---------- RAW RECORDS
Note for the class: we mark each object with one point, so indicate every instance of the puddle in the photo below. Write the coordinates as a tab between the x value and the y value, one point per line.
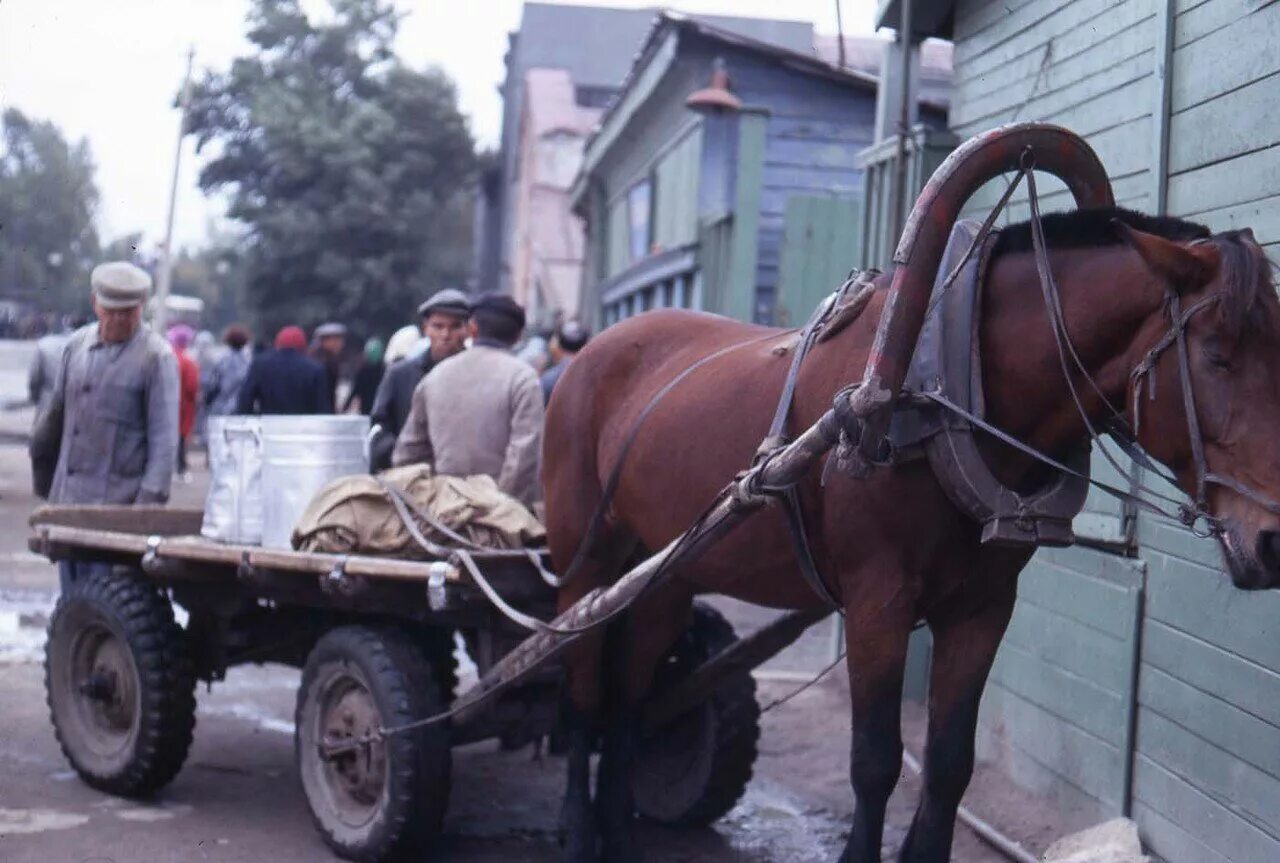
37	821
23	617
769	820
251	713
150	814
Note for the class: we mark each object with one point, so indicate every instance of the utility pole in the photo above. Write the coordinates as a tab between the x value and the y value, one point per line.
164	275
840	36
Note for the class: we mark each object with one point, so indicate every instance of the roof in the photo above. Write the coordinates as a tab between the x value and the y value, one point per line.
667	22
928	17
549	104
600	51
865	54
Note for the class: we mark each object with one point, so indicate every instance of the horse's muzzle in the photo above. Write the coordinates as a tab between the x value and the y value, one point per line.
1257	569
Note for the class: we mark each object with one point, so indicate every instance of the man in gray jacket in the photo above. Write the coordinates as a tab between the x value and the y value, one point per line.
480	412
110	427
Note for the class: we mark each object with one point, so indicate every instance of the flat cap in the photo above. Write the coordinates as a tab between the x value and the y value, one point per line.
119	284
499	304
451	301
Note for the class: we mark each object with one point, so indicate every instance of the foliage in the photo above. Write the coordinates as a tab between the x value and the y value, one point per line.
348	169
48	196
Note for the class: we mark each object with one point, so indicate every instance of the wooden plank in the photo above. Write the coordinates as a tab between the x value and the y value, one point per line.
1086	106
1066	645
1200	18
1238	786
1203	603
740	284
140	519
1226	59
1072	27
972	18
1223	725
1220	674
1077	597
1216	826
1225	183
1070	697
1097	69
1077	757
1174	843
1233	124
1262	217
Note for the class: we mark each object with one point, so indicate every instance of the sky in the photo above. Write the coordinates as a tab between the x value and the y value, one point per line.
109	71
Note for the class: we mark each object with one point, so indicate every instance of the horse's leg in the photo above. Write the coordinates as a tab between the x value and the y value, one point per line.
577	831
964	647
632	649
876	638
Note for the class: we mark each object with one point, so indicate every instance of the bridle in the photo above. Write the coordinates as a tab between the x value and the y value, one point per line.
1192	515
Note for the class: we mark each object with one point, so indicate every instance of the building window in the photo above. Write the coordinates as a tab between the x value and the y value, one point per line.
588	96
639	223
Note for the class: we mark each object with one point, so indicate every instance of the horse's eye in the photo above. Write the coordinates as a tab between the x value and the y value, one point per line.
1217	359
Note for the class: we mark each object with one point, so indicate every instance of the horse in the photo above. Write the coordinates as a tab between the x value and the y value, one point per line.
890	544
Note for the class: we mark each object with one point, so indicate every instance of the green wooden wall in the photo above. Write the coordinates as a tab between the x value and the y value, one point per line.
819	247
1056	704
1205	748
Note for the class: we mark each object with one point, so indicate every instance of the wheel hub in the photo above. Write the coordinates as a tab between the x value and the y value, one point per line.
356	761
105	680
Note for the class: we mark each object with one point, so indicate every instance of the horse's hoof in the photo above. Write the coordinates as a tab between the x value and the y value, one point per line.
621	852
579	845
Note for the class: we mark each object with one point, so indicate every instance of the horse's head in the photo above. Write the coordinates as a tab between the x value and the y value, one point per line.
1232	325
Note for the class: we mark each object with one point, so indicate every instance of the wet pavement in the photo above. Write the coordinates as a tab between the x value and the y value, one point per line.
238	799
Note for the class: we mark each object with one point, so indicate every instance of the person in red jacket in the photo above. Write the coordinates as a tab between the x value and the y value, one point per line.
188	392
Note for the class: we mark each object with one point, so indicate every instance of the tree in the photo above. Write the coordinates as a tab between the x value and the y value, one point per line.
48	197
344	165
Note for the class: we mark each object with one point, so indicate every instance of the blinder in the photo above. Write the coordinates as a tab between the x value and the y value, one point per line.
947	361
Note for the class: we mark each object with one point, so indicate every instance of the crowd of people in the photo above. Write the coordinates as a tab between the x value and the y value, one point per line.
118	405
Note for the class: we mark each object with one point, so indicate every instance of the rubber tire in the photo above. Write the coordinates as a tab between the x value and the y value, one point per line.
141	617
400	679
696	768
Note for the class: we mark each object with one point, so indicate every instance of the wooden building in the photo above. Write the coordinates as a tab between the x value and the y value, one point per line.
1134	677
743	196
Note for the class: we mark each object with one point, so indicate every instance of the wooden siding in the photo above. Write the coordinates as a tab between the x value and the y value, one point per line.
1086	64
1224	155
1207	763
1055	707
814	132
819	247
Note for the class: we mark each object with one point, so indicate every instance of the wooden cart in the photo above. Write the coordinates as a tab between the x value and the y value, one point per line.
376	640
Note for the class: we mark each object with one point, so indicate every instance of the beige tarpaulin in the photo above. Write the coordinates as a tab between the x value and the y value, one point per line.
355	515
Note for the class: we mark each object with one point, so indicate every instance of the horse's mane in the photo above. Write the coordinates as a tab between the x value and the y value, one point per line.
1093	228
1246	274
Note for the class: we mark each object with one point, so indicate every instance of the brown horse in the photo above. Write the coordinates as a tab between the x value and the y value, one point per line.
891	546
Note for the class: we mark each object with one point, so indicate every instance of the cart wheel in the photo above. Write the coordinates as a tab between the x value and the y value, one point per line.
694	770
384	797
119	684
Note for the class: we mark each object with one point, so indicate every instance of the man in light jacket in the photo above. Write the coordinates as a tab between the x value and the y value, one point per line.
110	428
480	412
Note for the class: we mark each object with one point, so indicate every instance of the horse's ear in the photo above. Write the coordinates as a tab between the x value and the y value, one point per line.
1183	266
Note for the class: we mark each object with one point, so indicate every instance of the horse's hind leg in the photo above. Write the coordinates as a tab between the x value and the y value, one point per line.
634	648
876	637
964	647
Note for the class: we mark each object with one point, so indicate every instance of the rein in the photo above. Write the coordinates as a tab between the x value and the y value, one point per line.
1191	515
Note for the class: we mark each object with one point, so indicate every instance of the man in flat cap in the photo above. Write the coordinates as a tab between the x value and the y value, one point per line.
444	324
330	339
568	339
480	412
110	428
--------------------
▸ SHORT PROBLEM
Render all of the material above as a Markdown table with the columns Row and Text, one numbered row per line, skipping blank lines and leaving out the pictures.

▸ COMPLETE ANSWER
| Row | Text |
|---|---|
| 1 | Note for the class: we mark each object with one point, so indicate every instance of the puddle in the photo below. Write the coordinates as a tab between the x value and the y value, one point per line. |
| 2 | 37	821 |
| 3 | 23	617 |
| 4 | 769	820 |
| 5 | 251	713 |
| 6 | 150	814 |
| 7 | Note for the class: we mark each object with one point, so indicate every instance of the utility pole in the photo above. Write the coordinates as a tab between the x value and the y value, one point per line. |
| 8 | 164	275 |
| 9 | 840	36 |
| 10 | Note for the class: we mark each object with one point, so indicate every instance of the roof in the photo above. Write the coordinates as a tab between the x value and the y value, one point per line. |
| 11 | 667	22 |
| 12 | 928	17 |
| 13 | 549	104 |
| 14 | 600	51 |
| 15 | 865	54 |
| 16 | Note for the class: we mark each object with one point, so indicate every instance of the horse's muzzle in the photo above. Write the coordinates as a tab between the x value and the y value, one point per line. |
| 17 | 1257	569 |
| 18 | Note for the class: we mark each object with one point, so indicate every instance of the man in gray jacket in the photo above. Write the coordinates as a tab between the x value and the y value, one point per line. |
| 19 | 480	412 |
| 20 | 110	427 |
| 21 | Note for the class: we mark each object with one point, so indicate every instance of the flat cap in the photo above. Write the coordinates as a tab between the x value and the y value, one point per line. |
| 22 | 119	284 |
| 23 | 499	304 |
| 24 | 451	301 |
| 25 | Note for the class: we mark each object with one point, so indicate every instance of the foliage in the photo above. Write the coordinates as a tab between the x value and the y value, one point per line. |
| 26 | 348	169 |
| 27 | 48	196 |
| 28 | Note for the class: we mark each object with one point, so indicate every instance of the wooden plank in the photo above. Write the coordinates as a tab between the x value and the y value, one point per line. |
| 29 | 1086	106 |
| 30 | 1066	645 |
| 31 | 1200	18 |
| 32 | 1238	786 |
| 33 | 1203	603 |
| 34 | 740	284 |
| 35 | 140	519 |
| 36 | 1226	59 |
| 37 | 1072	27 |
| 38 | 972	18 |
| 39 | 1223	725 |
| 40 | 1220	674 |
| 41 | 1077	597 |
| 42 | 1216	826 |
| 43 | 1225	183 |
| 44 | 1070	697 |
| 45 | 1097	69 |
| 46 | 1077	757 |
| 47 | 1174	843 |
| 48 | 1233	124 |
| 49 | 1262	217 |
| 50 | Note for the class: we mark each object with one point, so indicate every instance of the sky in the photo above. Write the coordinates as a tab between the x value and the y value, one point per line. |
| 51 | 109	71 |
| 52 | Note for the class: we mark each object with one point, so indicate every instance of the horse's leg in the photo above. Write the coordinates as a tab between the x value and the y value, one point per line. |
| 53 | 577	831 |
| 54 | 964	647 |
| 55 | 632	649 |
| 56 | 876	638 |
| 57 | Note for the class: we mark each object with one point, so indicate every instance of the bridle in the photo above. Write the coordinates as a tab between the x value and the y value, one point per line. |
| 58 | 1192	515 |
| 59 | Note for the class: we mark each object with one point, so indicate every instance of the building window in the photo above. Write the coordinates as a tab between the x value and the y value, one point per line. |
| 60 | 588	96 |
| 61 | 639	223 |
| 62 | Note for the class: we mark each object with one point, so indicate every instance of the horse's eye in the photo above. Write the coordinates as a tab between the x value and the y value, one point per line. |
| 63 | 1217	359 |
| 64 | Note for the class: we mark each object with one point, so indicate every instance of the horse in the photo above. Write the coordinates as a tab between the x value and the y value, one point per line. |
| 65 | 890	544 |
| 66 | Note for the class: we mark each object with one point, so indicate every instance of the green wooden wall in the photo above. Write the coordinates as a tab between the x value and the y value, one point per line. |
| 67 | 819	247 |
| 68 | 1056	704 |
| 69 | 1205	748 |
| 70 | Note for the class: we mark each object with one point, so indicate every instance of the wheel hub in the photo above. Write the coordinates as a tab between the x value and the y value, one point per line. |
| 71 | 356	761 |
| 72 | 105	680 |
| 73 | Note for the class: we mark each object with one point, so indicate every instance of the horse's hoof in the photo above. Write the coordinates as a tab between the x value and the y value, one point per line. |
| 74 | 621	852 |
| 75 | 579	845 |
| 76 | Note for the class: we mark each object with one point, so indicate every instance of the horse's head in the photo above. Write the coordinates as a tab between the x value and the y value, one point per line. |
| 77 | 1232	325 |
| 78 | Note for the class: we mark each object with one point, so indicate every instance of the wet pavement in the photo above. Write the coordinates as a tab between the x value and the y value, one point per line. |
| 79 | 238	799 |
| 80 | Note for the class: we mark each object with one point, so indicate every instance of the person in red jacket in the photo above. Write the coordinates as a tab between the x value and the y value, one point per line. |
| 81 | 188	392 |
| 82 | Note for the class: we mark each object with one point, so indicate every instance of the tree in the photo above. Write the coordinates as a tab between the x value and the y value, one point per line. |
| 83 | 48	197 |
| 84 | 344	165 |
| 85 | Note for the class: we mark each object with one point, so indicate every instance of the blinder in the photo above. Write the coordinates as a tab between the x value and the y value, one point per line. |
| 86 | 947	361 |
| 87 | Note for the class: we mark each object with one point, so indicate every instance of the crowd of people in the photo above. Write the coordinates as a tab between the x value and the y value, one point per line. |
| 88 | 118	405 |
| 89 | Note for the class: we mark each object with one point, so indicate every instance of the rubber tire in the photo above. Write the coordinates as a tab between the x value and the y value, one point per line. |
| 90 | 141	617 |
| 91 | 400	679 |
| 92 | 696	768 |
| 93 | Note for the class: we mark each object with one point, so indicate every instance of the wooden building in the photo above. Write the coordinates as a tab between the x value and the y value, one point per line. |
| 94 | 1134	677 |
| 95 | 743	196 |
| 96 | Note for the class: we mark each object with one point, so indicate every instance of the wooden siding in the photo above. Write the coordinates as a tab between the x value and the y value, one point per line. |
| 97 | 1086	64 |
| 98 | 1224	155 |
| 99 | 1207	763 |
| 100 | 1055	707 |
| 101 | 814	132 |
| 102 | 819	247 |
| 103 | Note for the class: we mark each object with one point, so indicate every instance of the wooden cart in the photo above. Write the coordinates as a tab between the x value and the y value, one point per line. |
| 104 | 376	640 |
| 105 | Note for the class: we mark each object with one point, so indicate every instance of the beige tarpaulin in the photo above. Write the coordinates as a tab between the x value and the y value, one point per line. |
| 106 | 355	515 |
| 107 | Note for the class: we mark each object with one point, so indicate every instance of the horse's mane in the photo above. Write the coordinates as a tab between the x value and the y value, one point per line. |
| 108 | 1093	228 |
| 109 | 1246	274 |
| 110 | Note for the class: we mark each object with one point, so indicate every instance of the brown horse in the photo above. Write the coordinates as a tab between the x value and the y value, one point per line. |
| 111 | 891	546 |
| 112 | Note for the class: we mark each object with one point, so indicate every instance of the cart wheel in the photo above. Write the coordinates as a tab between the x value and the y value, one point per line. |
| 113 | 694	770 |
| 114 | 384	797 |
| 115 | 119	684 |
| 116 | Note for the class: we mark each object with one point, so indicate every instance of the man in light jacket in the photo above. Write the coordinates as a tab between the x value and the y value, one point per line. |
| 117 | 110	428 |
| 118 | 480	412 |
| 119 | Note for the class: we mark each object with one point, so indicate every instance of the horse's ear in the photo above. Write the coordinates as a tab between the x value and the y value, one point per line. |
| 120 | 1183	266 |
| 121 | Note for the class: we mark each object with one point, so indicate every instance of the horse's hind leg in the photo above. Write the coordinates as a tab between the x value and the y value, one point per line. |
| 122 | 634	648 |
| 123 | 876	637 |
| 124 | 964	647 |
| 125 | Note for the class: we mark each object with one point, so indicate every instance of the rein in the photo above. Write the coordinates as a tab between the x value and the y value, one point per line. |
| 126 | 1191	515 |
| 127 | Note for the class: we mark each object with one point, so indicate every instance of the man in flat cap in the photo above. Write the coordinates as a tab between the x value and the y value, one point per line. |
| 128 | 444	324 |
| 129 | 330	339 |
| 130 | 568	339 |
| 131 | 480	412 |
| 132 | 110	428 |